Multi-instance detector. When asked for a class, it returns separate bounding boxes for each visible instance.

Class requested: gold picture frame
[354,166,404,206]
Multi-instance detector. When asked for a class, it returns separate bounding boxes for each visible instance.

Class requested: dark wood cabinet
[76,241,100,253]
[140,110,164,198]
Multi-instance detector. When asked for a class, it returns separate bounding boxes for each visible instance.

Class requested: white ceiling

——————

#### PROBLEM TO WORK ON
Write out the entries above word for word.

#### TASK RESPONSE
Multi-instance detector. When asked for a class, it returns separate bounding boxes for each visible instance.

Class requested: gold picture frame
[354,166,404,206]
Multi-instance detector. When asked for a class, it returns separate bounding boxes for each visible instance.

Class requested: dark wood cabinet
[76,241,100,253]
[140,110,164,198]
Multi-instance detector. When asked for a class, it returns separate bounding boxes for each visible instance.

Class requested: white ceiling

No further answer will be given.